#### STATED GOAL:
Would you transcribe the entries word for word, starting with the line that contains "the flagpole, one" and going on through the line that contains "point(585, 707)", with both of those lines included?

'''

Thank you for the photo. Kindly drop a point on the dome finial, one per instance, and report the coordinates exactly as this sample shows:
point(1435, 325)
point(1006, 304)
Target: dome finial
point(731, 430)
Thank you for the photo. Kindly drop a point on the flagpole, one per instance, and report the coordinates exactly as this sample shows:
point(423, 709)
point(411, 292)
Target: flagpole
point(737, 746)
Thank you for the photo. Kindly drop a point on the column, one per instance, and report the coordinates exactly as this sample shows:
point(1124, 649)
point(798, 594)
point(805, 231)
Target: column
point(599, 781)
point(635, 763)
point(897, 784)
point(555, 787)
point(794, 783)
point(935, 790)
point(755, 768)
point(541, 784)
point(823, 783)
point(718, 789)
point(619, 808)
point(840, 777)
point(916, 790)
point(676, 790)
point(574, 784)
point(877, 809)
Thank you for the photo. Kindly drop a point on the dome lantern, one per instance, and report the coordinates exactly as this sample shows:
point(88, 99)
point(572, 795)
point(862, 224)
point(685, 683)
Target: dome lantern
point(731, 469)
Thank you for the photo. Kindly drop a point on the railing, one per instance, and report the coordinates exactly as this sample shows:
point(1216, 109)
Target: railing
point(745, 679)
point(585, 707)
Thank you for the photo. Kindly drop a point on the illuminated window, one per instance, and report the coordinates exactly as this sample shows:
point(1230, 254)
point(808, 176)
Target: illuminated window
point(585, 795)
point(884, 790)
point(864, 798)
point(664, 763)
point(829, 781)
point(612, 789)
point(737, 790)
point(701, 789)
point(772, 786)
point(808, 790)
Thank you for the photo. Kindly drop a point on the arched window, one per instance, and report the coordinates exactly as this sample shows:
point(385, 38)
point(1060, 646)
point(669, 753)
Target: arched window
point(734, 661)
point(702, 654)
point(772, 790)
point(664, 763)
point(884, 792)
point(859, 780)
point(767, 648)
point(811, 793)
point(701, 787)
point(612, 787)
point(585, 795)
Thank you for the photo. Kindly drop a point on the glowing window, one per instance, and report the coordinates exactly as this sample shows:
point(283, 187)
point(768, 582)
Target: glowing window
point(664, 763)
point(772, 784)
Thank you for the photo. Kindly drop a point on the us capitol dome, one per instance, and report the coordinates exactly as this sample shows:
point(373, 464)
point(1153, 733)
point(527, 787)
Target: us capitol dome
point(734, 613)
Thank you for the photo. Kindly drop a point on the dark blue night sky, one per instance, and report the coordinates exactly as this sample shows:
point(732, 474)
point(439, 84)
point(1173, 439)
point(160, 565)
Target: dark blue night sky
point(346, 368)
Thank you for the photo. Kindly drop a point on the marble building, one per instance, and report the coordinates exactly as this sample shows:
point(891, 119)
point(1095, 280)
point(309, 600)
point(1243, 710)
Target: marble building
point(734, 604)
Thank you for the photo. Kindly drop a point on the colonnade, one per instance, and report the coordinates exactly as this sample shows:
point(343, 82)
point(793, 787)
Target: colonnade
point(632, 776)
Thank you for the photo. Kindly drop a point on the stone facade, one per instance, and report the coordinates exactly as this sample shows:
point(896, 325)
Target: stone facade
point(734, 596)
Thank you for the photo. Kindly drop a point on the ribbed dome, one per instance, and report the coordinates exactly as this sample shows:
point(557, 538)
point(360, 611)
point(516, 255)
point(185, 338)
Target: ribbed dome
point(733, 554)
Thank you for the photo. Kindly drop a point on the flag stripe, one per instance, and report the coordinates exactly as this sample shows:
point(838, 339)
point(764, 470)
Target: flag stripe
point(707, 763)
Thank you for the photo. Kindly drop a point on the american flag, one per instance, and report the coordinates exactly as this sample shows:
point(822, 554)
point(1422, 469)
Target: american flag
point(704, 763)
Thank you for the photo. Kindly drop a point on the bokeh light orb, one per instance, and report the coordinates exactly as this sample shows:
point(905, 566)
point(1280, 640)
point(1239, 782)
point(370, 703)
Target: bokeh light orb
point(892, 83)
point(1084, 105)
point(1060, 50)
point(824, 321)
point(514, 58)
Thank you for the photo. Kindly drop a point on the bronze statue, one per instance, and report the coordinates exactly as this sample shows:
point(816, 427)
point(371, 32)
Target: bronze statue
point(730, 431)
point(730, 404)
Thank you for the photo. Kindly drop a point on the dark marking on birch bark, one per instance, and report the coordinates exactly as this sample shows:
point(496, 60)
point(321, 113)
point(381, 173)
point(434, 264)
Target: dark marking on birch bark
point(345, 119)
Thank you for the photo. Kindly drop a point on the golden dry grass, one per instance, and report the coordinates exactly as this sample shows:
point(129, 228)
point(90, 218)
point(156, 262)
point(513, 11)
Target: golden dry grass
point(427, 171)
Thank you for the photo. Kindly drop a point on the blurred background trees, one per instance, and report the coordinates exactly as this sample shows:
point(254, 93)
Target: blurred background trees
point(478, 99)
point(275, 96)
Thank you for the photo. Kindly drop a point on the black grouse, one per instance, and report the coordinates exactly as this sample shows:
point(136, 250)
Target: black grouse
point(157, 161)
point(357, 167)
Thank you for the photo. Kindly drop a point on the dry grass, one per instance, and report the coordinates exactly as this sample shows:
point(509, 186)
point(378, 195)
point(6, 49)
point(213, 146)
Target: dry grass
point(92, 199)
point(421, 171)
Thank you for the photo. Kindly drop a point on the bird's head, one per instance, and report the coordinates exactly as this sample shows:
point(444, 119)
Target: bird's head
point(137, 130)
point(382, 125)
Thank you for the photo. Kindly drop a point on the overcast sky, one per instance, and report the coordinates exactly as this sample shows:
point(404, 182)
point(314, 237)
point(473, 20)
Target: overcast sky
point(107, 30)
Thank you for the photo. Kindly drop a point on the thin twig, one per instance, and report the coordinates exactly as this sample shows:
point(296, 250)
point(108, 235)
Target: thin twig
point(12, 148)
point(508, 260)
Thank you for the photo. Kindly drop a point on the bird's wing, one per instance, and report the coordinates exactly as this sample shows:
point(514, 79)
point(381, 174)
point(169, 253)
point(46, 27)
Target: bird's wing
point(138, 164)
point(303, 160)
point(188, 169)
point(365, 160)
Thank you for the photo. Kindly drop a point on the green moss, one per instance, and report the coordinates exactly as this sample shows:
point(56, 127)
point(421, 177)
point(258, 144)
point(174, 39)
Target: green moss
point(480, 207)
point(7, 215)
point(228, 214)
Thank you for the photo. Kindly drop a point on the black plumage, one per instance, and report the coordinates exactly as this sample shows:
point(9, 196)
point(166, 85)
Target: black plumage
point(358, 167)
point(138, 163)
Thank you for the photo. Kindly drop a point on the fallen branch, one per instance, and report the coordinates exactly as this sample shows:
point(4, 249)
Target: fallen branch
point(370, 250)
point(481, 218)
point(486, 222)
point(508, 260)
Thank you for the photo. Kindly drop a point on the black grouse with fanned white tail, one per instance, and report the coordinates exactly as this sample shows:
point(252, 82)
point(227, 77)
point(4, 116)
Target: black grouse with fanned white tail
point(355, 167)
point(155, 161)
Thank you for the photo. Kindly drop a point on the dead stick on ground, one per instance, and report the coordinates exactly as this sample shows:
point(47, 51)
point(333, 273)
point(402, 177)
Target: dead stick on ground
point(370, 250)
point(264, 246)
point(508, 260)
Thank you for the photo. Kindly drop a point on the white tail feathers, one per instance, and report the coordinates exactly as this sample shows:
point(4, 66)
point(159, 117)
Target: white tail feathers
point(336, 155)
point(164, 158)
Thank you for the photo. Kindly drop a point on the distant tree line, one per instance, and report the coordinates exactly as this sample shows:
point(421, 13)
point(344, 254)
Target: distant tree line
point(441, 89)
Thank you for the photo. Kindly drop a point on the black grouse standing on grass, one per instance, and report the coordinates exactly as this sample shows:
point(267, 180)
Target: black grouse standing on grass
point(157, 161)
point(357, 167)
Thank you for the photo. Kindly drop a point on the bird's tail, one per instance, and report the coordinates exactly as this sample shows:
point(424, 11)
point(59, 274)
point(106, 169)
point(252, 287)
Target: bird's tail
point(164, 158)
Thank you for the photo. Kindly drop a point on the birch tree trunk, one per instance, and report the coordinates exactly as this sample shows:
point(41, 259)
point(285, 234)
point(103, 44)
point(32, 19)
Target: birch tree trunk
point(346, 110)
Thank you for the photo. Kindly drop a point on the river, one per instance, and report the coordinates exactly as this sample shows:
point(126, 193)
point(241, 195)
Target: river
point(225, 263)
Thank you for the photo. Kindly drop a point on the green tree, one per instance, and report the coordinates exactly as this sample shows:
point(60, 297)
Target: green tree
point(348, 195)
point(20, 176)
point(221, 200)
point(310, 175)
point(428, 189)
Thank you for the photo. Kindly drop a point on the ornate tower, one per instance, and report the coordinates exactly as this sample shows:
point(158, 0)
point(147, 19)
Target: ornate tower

'''

#### RESPONSE TO THIS TASK:
Thank you for the photo. Kindly drop a point on the flagpole, one per instance, and report the coordinates exactly as this sample shows:
point(423, 709)
point(411, 292)
Target: flagpole
point(737, 746)
Thank you for the photo. Kindly drop a point on the column, one per instance, and report the coordinates exactly as this sample shows:
point(1124, 649)
point(798, 594)
point(805, 231)
Target: column
point(599, 781)
point(635, 763)
point(897, 784)
point(555, 787)
point(794, 783)
point(935, 790)
point(755, 768)
point(541, 784)
point(823, 783)
point(718, 789)
point(619, 808)
point(840, 777)
point(916, 790)
point(676, 790)
point(574, 784)
point(877, 809)
Thank you for the photo. Kindly drop a point on the dome lantern, one per instance, and report the coordinates exactly as this sample shows:
point(88, 99)
point(572, 795)
point(862, 224)
point(685, 683)
Target: dome lantern
point(731, 469)
Thank you for the photo. Kindly drop a point on the railing, one per instance, and report the coordinates exactly as this sample shows:
point(1216, 109)
Target: railing
point(745, 679)
point(585, 707)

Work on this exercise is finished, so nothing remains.